[START OF Supplied text]

However, economic planning in the USSR was not based on the democratic input of the workers, but on bureaucratic fiat. While the gains of industrialization were enormous, they were at the cost of quality of goods and with great bureaucratic inefficiency. Despite these problems, the Soviet Union was the only country in the 20th century to develop from a backward, overwhelmingly peasant country to an advanced industrial power. This is confirmation of the tremendous impetus to human well-being—not least the status of women—that results from the abolition of capitalism and the establishment of a collectivized, planned economy, even in a single country. It was only because of this industrial development that the USSR was able to beat back the assault of Hitler’s armies in World War II, though at the cost of 27 million Soviet lives. At the same time the bureaucracy clogged society’s every pore, leading to waste, repression and caprice, while working to prevent the international extension of the revolution, which could be the only real, long-term defense of the gains of October.

Despite the real strides forward made by women through industrialization, the bureaucracy had abandoned the communist commitment to fight for women’s liberation. It used the rhetorical adventurism of the period to cover its retreat. Grotesquely, the government announced in 1930 that the woman question had been officially resolved. At the same time the Zhenotdel was liquidated; the prelude to this had been the abolition in 1926 of the International Women’s Secretariat, which was downgraded to the women’s department of the Comintern Executive Committee. The Zhenotdel’s liquidation was put forward in the guise of a party “reorganization” in 1929, with the claim that work among women would become the work of the party as a whole. But these words, borrowed from the revolutionary years, were now only a cover for inaction and retreat.

[END OF Supplied text]

• What this exercise asks:
(A) Decide whether each statement agrees with the passage on Soviet industrialization. Answer yes or no for each, and quote the deciding words from the passage. (i) The government announced in 1930 that the woman question had been officially resolved. (ii) The International Women's Secretariat was abolished in 1929. (iii) The USSR beat back Hitler's armies at the cost of 27 million Soviet lives.
(B) According to the passage on Soviet industrialization, what was the International Women's Secretariat downgraded to?
(C) Print everything in the passage on Soviet industrialization from "Despite the real" down to "inaction and retreat.".

[START OF Supplied data]

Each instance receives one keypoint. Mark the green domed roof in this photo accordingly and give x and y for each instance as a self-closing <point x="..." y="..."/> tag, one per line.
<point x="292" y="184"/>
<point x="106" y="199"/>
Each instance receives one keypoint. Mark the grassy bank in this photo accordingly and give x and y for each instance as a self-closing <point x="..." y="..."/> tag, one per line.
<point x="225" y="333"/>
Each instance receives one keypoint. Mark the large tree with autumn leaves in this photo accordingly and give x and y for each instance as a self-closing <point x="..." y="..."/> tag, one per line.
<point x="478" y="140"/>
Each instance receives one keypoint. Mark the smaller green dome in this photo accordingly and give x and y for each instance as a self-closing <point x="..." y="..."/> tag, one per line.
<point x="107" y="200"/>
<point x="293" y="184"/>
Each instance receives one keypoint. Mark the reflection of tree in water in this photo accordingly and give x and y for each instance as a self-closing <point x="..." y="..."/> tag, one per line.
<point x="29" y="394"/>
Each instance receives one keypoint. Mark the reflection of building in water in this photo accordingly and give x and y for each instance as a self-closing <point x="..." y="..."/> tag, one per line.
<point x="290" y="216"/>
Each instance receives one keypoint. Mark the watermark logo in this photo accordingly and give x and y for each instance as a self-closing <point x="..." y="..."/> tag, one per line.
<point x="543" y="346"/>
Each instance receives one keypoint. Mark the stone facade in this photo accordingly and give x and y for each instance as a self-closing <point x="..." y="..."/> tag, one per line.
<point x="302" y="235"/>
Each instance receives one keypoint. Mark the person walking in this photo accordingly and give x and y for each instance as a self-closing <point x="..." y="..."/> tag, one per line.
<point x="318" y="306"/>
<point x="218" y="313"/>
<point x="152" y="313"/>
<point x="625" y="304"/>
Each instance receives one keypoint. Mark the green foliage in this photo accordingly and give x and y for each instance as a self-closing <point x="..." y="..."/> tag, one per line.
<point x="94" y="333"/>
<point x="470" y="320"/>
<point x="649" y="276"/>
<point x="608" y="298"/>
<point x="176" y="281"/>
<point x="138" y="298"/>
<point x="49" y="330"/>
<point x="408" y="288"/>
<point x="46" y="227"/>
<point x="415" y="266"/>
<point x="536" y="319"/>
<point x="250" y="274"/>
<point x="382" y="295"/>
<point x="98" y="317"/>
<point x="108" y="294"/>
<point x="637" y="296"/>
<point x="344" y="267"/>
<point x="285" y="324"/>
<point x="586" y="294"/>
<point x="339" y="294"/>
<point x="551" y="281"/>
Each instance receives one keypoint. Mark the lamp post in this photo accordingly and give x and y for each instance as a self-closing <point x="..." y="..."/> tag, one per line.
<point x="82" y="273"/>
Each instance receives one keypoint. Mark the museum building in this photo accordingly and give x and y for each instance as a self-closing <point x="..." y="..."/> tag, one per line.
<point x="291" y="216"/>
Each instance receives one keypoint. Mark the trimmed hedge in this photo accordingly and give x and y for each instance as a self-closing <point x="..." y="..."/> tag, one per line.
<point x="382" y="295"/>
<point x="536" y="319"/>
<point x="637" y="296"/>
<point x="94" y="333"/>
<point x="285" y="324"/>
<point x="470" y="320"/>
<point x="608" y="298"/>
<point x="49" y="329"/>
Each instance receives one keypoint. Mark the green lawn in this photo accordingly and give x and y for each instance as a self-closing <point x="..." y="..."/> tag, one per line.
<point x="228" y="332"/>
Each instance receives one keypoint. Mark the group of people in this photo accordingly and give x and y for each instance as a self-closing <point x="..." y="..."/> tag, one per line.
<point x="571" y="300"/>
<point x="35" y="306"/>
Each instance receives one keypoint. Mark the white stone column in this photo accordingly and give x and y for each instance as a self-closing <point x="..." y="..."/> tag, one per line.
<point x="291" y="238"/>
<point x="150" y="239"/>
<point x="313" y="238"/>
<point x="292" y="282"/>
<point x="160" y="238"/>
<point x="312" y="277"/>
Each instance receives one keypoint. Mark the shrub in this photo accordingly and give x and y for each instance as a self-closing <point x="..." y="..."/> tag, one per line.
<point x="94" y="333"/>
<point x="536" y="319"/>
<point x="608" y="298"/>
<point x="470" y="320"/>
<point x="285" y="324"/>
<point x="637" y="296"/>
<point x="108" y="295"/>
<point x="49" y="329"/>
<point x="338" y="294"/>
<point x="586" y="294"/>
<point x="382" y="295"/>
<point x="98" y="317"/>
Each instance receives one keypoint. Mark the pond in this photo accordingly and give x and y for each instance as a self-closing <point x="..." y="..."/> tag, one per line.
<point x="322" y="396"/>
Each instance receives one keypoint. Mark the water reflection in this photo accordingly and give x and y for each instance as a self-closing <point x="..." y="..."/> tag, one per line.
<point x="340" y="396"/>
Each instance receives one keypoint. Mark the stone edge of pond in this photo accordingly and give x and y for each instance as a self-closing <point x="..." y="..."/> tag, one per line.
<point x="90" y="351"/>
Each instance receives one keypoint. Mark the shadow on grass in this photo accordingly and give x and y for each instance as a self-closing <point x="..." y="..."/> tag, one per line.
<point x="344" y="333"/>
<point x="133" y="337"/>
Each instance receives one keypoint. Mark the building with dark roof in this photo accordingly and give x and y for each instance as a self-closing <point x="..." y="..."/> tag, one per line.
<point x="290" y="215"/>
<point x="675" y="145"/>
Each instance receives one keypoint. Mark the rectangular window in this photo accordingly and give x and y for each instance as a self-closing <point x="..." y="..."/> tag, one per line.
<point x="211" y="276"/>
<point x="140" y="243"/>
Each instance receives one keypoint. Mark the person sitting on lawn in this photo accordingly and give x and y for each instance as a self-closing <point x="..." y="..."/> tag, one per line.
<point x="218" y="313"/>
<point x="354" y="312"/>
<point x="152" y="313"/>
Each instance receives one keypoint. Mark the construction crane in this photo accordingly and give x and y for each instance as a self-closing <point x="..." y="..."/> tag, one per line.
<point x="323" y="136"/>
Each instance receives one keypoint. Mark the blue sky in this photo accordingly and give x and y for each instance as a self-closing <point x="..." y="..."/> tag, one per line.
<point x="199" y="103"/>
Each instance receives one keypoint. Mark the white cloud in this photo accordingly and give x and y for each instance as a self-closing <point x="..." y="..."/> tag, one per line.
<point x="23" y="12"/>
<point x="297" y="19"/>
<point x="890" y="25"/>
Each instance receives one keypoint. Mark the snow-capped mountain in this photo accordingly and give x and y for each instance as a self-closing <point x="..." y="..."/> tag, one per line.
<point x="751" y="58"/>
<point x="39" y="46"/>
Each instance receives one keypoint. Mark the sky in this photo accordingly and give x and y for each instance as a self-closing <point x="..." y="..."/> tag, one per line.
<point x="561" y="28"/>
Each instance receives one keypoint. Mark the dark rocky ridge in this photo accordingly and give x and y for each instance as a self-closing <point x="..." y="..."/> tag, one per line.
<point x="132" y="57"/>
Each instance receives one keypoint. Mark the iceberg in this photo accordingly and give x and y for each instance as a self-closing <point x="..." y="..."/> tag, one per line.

[END OF Supplied data]

• Expected responses:
(A)
(i) Yes: "Grotesquely, the government announced in 1930 that the woman question had been officially resolved."
(ii) No: "the abolition in 1926 of the International Women’s Secretariat"
(iii) Yes: "the USSR was able to beat back the assault of Hitler’s armies in World War II, though at the cost of 27 million Soviet lives"

(B) The women’s department of the Comintern Executive Committee.

(C)
Despite the real strides forward made by women through industrialization, the bureaucracy had abandoned the communist commitment to fight for women’s liberation. It used the rhetorical adventurism of the period to cover its retreat. Grotesquely, the government announced in 1930 that the woman question had been officially resolved. At the same time the Zhenotdel was liquidated; the prelude to this had been the abolition in 1926 of the International Women’s Secretariat, which was downgraded to the women’s department of the Comintern Executive Committee. The Zhenotdel’s liquidation was put forward in the guise of a party “reorganization” in 1929, with the claim that work among women would become the work of the party as a whole. But these words, borrowed from the revolutionary years, were now only a cover for inaction and retreat.